*** Dataset excerpts

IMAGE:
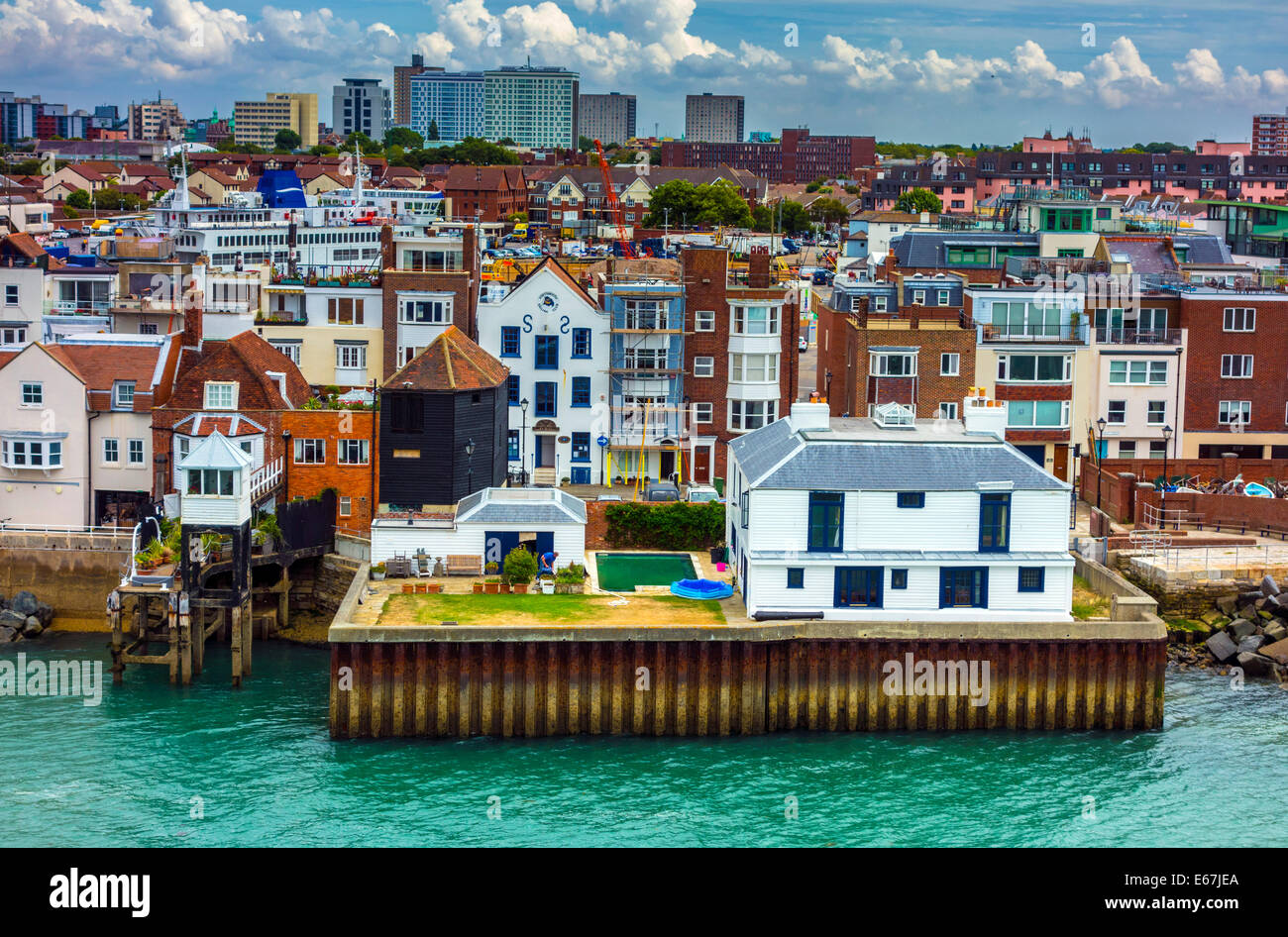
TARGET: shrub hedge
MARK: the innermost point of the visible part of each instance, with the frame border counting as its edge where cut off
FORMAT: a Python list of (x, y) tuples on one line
[(671, 525)]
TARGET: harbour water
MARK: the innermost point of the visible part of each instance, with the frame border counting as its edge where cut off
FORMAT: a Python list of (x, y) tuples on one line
[(156, 765)]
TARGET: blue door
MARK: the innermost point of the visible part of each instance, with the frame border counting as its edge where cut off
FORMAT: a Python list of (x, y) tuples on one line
[(1035, 452), (497, 544)]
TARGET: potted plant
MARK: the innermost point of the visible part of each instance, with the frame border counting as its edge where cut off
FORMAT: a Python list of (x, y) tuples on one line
[(520, 567)]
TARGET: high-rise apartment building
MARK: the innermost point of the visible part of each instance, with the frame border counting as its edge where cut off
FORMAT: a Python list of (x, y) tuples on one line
[(361, 106), (606, 117), (156, 120), (258, 121), (1270, 134), (402, 88), (535, 106), (447, 103), (713, 117)]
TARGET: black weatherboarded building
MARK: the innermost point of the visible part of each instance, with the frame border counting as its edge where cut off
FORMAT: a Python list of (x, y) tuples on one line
[(443, 426)]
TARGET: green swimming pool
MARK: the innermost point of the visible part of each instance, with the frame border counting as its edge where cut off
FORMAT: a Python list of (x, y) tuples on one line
[(623, 572)]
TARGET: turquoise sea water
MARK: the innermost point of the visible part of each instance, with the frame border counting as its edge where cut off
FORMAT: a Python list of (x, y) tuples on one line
[(127, 773)]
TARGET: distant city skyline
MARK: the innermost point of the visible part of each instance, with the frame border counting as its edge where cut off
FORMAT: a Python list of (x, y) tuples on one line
[(910, 71)]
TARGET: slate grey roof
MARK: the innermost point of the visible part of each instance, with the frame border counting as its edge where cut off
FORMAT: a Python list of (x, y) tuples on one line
[(1205, 249), (911, 555), (928, 248), (858, 457), (907, 468), (535, 506), (760, 451)]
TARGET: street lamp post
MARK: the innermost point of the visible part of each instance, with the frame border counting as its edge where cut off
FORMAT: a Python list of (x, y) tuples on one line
[(1100, 444), (523, 444), (1167, 442)]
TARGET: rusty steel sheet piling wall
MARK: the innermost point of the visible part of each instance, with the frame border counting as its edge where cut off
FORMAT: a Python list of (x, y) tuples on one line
[(568, 682)]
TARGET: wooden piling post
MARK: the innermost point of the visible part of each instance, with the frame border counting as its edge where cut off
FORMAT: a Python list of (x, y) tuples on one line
[(114, 619), (237, 644), (174, 652), (184, 639)]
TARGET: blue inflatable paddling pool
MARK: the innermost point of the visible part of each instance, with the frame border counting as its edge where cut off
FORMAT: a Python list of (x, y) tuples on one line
[(700, 588)]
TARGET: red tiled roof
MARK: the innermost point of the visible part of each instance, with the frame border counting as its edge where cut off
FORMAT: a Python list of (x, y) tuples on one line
[(245, 358), (451, 362), (102, 365)]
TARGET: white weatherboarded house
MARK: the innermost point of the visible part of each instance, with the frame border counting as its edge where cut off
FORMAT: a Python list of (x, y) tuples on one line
[(217, 484), (489, 524), (897, 520)]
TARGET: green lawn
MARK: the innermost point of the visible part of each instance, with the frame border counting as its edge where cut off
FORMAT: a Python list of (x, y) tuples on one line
[(1087, 602), (539, 609)]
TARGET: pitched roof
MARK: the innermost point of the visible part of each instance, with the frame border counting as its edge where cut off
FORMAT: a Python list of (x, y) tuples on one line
[(776, 456), (102, 364), (215, 452), (535, 506), (451, 362), (245, 358)]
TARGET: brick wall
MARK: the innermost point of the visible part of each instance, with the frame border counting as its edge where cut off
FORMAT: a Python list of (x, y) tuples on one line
[(349, 480), (1205, 387)]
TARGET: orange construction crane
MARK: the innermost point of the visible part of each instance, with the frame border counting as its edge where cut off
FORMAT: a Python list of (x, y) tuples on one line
[(614, 206)]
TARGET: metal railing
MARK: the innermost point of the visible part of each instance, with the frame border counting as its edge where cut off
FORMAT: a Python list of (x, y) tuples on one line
[(267, 476), (1137, 336)]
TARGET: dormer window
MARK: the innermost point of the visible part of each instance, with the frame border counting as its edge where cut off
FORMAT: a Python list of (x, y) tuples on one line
[(220, 395), (123, 395)]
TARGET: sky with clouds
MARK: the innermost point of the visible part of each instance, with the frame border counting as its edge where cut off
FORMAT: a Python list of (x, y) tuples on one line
[(907, 69)]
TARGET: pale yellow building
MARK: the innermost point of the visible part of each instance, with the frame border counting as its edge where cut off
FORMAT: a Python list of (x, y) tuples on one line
[(258, 121)]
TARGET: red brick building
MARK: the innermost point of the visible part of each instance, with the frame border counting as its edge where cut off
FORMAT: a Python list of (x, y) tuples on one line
[(729, 352), (799, 157), (894, 342), (246, 390), (490, 192), (433, 267), (1235, 378)]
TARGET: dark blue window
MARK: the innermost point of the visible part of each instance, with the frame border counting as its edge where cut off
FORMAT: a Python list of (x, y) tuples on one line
[(548, 352), (546, 398), (825, 510), (581, 391), (964, 587), (995, 523), (858, 587)]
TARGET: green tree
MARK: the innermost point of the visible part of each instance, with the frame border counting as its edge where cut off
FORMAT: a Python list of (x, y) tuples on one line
[(286, 139), (404, 138), (914, 201), (828, 211)]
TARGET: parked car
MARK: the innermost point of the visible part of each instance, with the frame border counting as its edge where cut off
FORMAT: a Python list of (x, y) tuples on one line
[(661, 490)]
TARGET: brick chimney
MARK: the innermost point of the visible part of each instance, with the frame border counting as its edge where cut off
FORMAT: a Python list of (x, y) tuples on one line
[(193, 308), (758, 267)]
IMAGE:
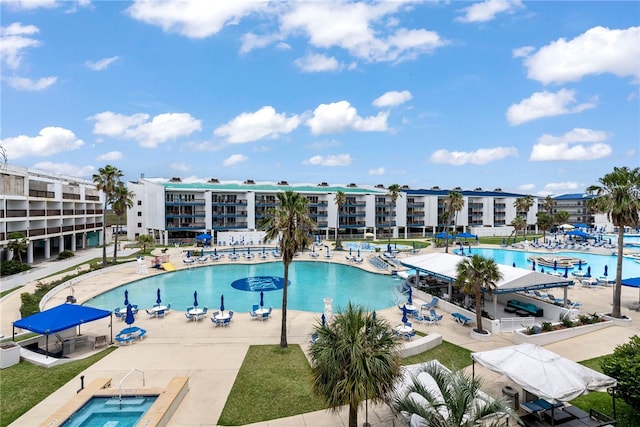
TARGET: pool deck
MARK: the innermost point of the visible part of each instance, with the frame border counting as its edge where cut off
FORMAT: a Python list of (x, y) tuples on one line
[(211, 357)]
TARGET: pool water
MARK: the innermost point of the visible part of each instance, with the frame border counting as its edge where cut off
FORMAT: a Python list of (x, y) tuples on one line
[(310, 283), (597, 263), (111, 411)]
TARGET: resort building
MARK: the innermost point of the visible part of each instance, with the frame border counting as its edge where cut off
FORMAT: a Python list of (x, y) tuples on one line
[(53, 212), (173, 211)]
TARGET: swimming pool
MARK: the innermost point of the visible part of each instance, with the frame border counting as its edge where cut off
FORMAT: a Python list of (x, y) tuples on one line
[(597, 263), (111, 411), (310, 283)]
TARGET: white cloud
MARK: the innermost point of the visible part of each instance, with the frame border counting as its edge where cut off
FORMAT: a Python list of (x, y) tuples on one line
[(137, 127), (101, 64), (487, 10), (546, 104), (14, 39), (110, 156), (479, 157), (23, 83), (578, 144), (315, 63), (264, 123), (561, 187), (50, 141), (341, 116), (180, 167), (331, 160), (392, 99), (195, 19), (234, 159), (599, 50), (361, 29), (65, 169)]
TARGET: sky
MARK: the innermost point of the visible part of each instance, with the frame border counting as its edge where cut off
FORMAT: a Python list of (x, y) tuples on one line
[(536, 97)]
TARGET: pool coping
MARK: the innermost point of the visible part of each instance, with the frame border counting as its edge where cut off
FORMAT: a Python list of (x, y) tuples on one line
[(158, 414)]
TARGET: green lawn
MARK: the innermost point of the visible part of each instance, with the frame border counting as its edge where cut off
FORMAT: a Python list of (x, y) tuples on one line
[(25, 385)]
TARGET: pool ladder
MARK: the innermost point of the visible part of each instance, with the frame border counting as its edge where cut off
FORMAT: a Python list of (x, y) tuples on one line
[(124, 378)]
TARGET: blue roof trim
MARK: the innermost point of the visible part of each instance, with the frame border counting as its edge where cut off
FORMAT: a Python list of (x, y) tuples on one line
[(59, 318)]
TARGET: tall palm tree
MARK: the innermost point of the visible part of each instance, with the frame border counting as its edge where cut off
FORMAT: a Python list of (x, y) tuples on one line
[(454, 203), (461, 402), (522, 205), (476, 274), (618, 195), (394, 191), (122, 200), (355, 358), (340, 199), (105, 181), (290, 222)]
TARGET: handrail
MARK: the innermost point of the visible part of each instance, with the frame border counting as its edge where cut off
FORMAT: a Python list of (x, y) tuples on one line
[(125, 377)]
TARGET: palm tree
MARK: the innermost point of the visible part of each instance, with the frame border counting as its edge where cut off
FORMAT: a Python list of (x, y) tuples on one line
[(355, 358), (394, 191), (461, 403), (290, 222), (122, 200), (522, 205), (618, 195), (144, 240), (454, 202), (476, 274), (105, 181), (340, 199), (18, 243)]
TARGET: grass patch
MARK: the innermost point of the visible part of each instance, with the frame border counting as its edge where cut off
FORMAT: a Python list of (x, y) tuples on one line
[(269, 371), (25, 385)]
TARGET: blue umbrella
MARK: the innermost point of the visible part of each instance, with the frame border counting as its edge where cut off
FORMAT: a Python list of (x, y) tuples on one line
[(129, 319)]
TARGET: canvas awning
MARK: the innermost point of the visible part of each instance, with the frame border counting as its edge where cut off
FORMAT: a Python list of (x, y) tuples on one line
[(542, 372)]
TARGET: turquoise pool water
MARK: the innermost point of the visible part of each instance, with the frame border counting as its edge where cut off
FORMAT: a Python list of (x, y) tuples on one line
[(310, 283), (111, 411), (630, 267)]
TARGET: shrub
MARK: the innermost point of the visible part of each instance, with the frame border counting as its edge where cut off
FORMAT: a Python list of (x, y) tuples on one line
[(65, 255), (13, 267), (624, 366)]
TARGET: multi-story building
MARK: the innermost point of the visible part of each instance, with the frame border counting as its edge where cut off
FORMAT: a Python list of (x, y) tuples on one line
[(172, 210), (53, 212)]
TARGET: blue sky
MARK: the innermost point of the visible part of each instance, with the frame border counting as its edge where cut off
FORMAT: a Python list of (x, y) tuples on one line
[(535, 97)]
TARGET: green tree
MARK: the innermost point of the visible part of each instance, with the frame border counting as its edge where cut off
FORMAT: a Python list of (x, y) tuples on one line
[(106, 180), (144, 240), (18, 243), (454, 203), (290, 222), (624, 366), (340, 199), (475, 275), (394, 191), (461, 402), (122, 200), (355, 358), (618, 196)]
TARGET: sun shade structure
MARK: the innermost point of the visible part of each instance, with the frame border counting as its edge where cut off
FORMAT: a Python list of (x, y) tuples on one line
[(542, 372), (60, 318)]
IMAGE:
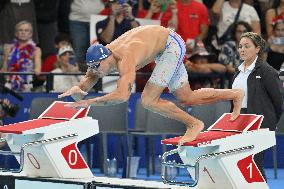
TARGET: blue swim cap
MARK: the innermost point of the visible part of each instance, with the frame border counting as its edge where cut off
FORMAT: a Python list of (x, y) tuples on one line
[(95, 54)]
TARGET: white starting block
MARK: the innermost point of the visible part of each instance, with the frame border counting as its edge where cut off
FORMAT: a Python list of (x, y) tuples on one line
[(222, 156), (47, 146)]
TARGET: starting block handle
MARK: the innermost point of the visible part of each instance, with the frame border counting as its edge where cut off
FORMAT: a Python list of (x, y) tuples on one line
[(21, 153), (196, 165)]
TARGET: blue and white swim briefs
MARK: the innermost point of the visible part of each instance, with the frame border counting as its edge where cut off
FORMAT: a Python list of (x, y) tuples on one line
[(169, 70)]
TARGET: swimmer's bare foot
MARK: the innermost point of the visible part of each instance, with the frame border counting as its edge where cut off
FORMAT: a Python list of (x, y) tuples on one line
[(237, 104), (192, 132)]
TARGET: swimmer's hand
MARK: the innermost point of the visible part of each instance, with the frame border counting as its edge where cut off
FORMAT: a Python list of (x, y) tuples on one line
[(76, 93), (79, 104)]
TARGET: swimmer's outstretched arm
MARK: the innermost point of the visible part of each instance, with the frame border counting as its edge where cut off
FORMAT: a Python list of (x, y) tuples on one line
[(79, 91), (124, 86), (121, 94)]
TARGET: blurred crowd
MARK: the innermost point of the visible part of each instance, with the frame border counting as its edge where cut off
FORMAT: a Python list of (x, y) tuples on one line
[(40, 36)]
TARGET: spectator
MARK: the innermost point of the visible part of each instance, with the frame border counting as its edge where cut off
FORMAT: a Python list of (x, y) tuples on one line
[(46, 17), (275, 55), (226, 11), (229, 56), (22, 56), (60, 40), (79, 23), (66, 64), (118, 22), (154, 11), (276, 10), (13, 12), (189, 18), (199, 63), (261, 85)]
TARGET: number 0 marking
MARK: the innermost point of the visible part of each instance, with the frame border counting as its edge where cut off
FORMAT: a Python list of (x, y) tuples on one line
[(72, 157), (250, 170)]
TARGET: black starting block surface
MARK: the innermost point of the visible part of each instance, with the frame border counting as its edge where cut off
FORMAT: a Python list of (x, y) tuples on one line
[(21, 182)]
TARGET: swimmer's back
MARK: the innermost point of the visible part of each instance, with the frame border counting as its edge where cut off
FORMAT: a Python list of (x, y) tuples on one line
[(150, 39)]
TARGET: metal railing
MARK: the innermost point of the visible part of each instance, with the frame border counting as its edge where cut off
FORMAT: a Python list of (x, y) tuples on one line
[(196, 164), (49, 76)]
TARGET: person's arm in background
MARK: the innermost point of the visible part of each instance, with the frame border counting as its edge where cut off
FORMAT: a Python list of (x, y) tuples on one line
[(154, 8), (129, 16), (7, 50), (217, 8), (107, 34), (173, 22), (270, 14), (271, 83), (204, 24), (37, 61), (255, 25)]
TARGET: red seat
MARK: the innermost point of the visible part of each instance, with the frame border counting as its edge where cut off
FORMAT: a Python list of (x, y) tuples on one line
[(19, 128), (204, 137), (222, 128)]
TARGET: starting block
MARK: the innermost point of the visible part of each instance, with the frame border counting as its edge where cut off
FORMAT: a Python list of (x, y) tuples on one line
[(222, 156), (47, 146)]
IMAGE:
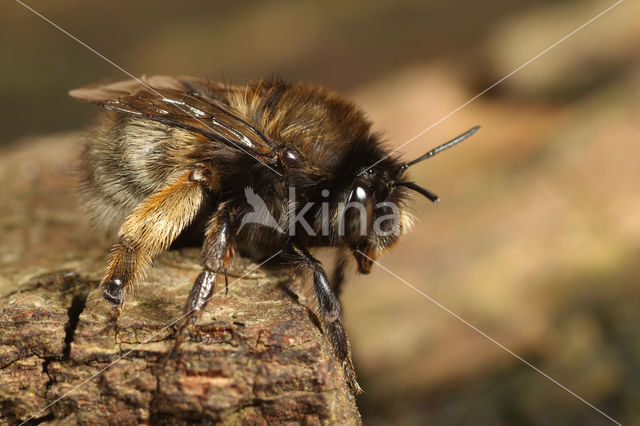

******

### [Exercise directions]
Show, from the listing above, every line holding the word "post".

### [Answer to the exercise]
TARGET: street lamp post
TARGET: wooden piling post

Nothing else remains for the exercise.